The results from our two experiments corroborate current evidence for the visuospatial bootstrapping phenomenon and add novel information helpful for explaining why it occurs. In addition to manipulating the manner in which the digits were displayed, we manipulated the complexity of the path that digit presentation generated through the random and normal keypad displays, testing whether complex paths attenuated the VSB effect. We compared recall with normal keypads with both central and random keypad presentations. Across two experiments we replicated the VSB effect, in which verbal recall was superior with the normal keypad display compared with the random keypad display or central presentation. We always found effects of path complexity on memory for digits, regardless of the familiarity of the keypad display. Complex paths resulted in reductions in accuracy of 7–8% with both keypad displays. These findings show that spatial path information, which should be incidental to performance of a verbal recall task, was generated during visual presentation and impaired verbal recall. However, the familiarity of the spatial display did not determine whether a visual-spatial path was generated nor whether it affected verbal recall, because path complexity impaired recall in the random keypad condition as much as in the normal keypad condition. The VSB effect therefore does not occur because the familiar display uniquely affords the production of a spatial memory trace, nor because the familiar display uniquely encourages participants to adopt a visuospatial encoding strategy to better their performance. Indeed, we observed clear recall benefits in the random keypad condition compared to central presentation under AS, suggesting that though knowledge of consistent verbal-spatial mappings is useful, verbal serial recall may also benefit from spatially representing unfamiliar layouts.

Job A:
In the passage on visuospatial bootstrapping, how much did complex paths reduce accuracy?
Job B:
Carry on the passage on visuospatial bootstrapping, starting after its last sentence.

Entries from a point annotation set:
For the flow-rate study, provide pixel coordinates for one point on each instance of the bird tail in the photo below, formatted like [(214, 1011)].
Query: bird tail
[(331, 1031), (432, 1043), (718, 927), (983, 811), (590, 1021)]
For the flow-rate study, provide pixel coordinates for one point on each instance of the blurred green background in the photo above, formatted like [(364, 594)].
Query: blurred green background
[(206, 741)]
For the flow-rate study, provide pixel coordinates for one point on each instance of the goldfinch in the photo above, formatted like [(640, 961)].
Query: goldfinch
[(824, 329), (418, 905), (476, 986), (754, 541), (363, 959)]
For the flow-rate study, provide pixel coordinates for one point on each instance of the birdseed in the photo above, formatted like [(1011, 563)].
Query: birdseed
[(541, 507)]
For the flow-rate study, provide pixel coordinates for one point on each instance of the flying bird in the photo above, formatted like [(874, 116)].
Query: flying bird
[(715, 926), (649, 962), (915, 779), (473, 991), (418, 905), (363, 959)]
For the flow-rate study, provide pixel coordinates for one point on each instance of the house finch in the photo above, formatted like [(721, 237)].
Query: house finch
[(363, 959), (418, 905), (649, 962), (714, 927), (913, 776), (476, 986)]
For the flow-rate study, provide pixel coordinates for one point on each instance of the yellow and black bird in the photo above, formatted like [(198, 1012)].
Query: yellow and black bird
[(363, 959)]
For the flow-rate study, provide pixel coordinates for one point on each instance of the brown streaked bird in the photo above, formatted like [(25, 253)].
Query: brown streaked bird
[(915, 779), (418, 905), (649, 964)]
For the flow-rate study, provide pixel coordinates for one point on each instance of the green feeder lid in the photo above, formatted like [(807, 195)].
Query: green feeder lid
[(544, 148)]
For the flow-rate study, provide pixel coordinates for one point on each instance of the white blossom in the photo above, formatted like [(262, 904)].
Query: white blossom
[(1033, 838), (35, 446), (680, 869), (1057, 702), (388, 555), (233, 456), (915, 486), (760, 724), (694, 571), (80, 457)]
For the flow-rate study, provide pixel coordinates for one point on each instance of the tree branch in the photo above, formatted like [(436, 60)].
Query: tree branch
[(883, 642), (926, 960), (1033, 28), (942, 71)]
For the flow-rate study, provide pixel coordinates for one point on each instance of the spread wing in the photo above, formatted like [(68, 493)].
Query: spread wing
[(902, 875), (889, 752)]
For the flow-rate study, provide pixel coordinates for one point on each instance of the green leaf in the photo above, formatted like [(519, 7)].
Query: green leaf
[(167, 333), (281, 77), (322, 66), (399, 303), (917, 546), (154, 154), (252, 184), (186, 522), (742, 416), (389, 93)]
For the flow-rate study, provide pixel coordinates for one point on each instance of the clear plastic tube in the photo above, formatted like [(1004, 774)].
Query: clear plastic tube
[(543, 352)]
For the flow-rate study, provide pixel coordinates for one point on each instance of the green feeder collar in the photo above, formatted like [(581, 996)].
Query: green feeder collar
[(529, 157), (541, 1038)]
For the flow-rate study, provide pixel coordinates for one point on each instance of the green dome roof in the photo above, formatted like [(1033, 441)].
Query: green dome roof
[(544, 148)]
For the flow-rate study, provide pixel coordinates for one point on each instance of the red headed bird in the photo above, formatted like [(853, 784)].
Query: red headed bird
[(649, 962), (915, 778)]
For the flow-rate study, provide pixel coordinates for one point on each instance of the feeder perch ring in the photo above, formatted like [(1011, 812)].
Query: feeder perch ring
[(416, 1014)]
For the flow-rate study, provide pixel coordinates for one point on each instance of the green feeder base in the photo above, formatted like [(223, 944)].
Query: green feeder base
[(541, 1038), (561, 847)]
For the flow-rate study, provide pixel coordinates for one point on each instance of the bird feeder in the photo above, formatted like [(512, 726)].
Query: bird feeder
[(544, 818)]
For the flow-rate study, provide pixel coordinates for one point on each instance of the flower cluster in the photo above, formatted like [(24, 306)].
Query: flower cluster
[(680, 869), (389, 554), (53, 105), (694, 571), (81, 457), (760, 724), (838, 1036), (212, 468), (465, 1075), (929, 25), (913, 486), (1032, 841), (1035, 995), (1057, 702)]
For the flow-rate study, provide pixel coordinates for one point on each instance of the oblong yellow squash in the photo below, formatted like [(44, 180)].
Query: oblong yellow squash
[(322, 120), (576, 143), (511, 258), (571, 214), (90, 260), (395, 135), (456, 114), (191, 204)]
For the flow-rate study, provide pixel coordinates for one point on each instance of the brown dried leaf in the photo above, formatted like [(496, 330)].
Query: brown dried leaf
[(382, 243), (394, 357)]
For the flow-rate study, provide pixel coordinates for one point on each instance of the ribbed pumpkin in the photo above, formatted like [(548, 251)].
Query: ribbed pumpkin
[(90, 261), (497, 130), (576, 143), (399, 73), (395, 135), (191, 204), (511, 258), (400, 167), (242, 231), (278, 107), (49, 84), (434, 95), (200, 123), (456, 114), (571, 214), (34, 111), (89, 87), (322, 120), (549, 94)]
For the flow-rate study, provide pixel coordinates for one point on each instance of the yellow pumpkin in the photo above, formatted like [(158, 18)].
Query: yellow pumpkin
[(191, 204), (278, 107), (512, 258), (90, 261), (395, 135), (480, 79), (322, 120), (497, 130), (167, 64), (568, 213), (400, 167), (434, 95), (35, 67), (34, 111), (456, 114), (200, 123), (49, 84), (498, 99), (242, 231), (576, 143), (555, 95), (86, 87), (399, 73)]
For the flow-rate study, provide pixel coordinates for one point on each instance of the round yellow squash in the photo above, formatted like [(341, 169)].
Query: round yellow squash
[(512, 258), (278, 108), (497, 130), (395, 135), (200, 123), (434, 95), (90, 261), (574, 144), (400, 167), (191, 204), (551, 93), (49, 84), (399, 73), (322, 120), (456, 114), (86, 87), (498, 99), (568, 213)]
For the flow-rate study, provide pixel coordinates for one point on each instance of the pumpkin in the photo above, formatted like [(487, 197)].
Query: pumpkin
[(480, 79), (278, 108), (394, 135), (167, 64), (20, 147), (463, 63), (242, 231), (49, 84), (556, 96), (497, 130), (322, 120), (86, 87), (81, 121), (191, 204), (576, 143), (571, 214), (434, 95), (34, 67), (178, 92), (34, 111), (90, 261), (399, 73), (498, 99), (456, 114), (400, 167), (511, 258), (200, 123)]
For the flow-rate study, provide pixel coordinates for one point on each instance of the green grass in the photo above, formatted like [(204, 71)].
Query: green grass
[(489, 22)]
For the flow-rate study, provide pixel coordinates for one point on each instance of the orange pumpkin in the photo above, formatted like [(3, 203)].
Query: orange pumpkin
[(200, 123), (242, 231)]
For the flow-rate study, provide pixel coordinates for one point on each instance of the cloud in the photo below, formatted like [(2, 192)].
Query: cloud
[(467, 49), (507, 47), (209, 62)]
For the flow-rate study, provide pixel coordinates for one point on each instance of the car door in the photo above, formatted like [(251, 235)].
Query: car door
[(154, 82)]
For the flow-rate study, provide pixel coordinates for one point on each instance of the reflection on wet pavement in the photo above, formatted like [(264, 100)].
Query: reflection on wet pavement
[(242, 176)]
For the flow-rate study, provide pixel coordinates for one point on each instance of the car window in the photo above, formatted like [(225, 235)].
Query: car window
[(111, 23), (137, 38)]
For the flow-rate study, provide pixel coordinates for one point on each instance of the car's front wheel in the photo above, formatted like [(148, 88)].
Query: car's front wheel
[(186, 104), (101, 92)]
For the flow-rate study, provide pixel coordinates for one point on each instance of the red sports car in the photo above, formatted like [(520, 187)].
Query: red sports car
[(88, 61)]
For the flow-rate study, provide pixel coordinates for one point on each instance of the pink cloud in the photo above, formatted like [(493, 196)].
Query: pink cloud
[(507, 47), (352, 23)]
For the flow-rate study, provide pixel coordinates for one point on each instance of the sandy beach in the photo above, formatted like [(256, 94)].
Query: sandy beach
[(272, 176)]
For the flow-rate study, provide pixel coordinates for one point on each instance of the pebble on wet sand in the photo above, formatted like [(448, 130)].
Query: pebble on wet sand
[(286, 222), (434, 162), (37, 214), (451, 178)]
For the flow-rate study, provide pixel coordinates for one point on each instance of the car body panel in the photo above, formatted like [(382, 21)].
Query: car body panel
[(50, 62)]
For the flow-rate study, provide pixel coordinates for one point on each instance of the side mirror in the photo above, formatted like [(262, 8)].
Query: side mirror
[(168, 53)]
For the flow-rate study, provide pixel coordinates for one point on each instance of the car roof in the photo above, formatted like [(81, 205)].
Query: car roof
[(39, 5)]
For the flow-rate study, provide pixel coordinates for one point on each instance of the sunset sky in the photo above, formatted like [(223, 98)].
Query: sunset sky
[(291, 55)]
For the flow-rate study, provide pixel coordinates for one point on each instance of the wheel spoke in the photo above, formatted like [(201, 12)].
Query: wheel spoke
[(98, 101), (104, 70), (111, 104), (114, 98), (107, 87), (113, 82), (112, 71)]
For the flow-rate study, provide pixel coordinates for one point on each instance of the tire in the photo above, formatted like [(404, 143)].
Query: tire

Written response A:
Complex paths reduced accuracy by 7–8% with both keypad displays.

Written response B:
Serial position effects on the other hand systematically differed by display condition. In both experiments, it was clear that the VSB effect really emerged for late-list items. Though performance in the normal keypad condition was superior to performance with central presentation throughout the list, performance in the random keypad condition also enjoyed an early-list advantage relative to central presentation. Recall in the normal keypad condition clearly exceeded recall in the random condition only for late-list items. This pattern cannot be attributed to our participants learning the static random keypad display we used. Participants were asked to reproduce the positions of the digits in the static random keypad at the end of the session, but only one participant (from Experiment 1) out of the 63 we tested did so accurately. There is therefore no reason to suspect that the same knowledge-based “bootstrapping” phenomenon known to occur with normal keypad displays partially occurred in the random keypad condition. Instead, these serial position curves suggest that two distinct factors underlie the VSB effect that occurs with normal keypad presentation. Presentation within a matrix layout affords the production of a distinct visuospatial representation, and our path complexity effects confirm that this occurs regardless of knowledge of any consistent mapping between the verbal content and spatial locations. However, this visuospatial representation may be of limited use without prior knowledge of the mappings between spatial and verbal content. Possibly, the boost we observed primarily for early-list items in the random versus the central display condition represents encoding of a few novel digit-location bindings. In the normal keypad condition, perhaps early-list improvement is also attributable to encoding of digit-location bindings, but explicit knowledge of the digits’ locations in the keypad allows participants to deduce digit identity from the end of the spatial path representation, propelling recall benefits through the end of the list.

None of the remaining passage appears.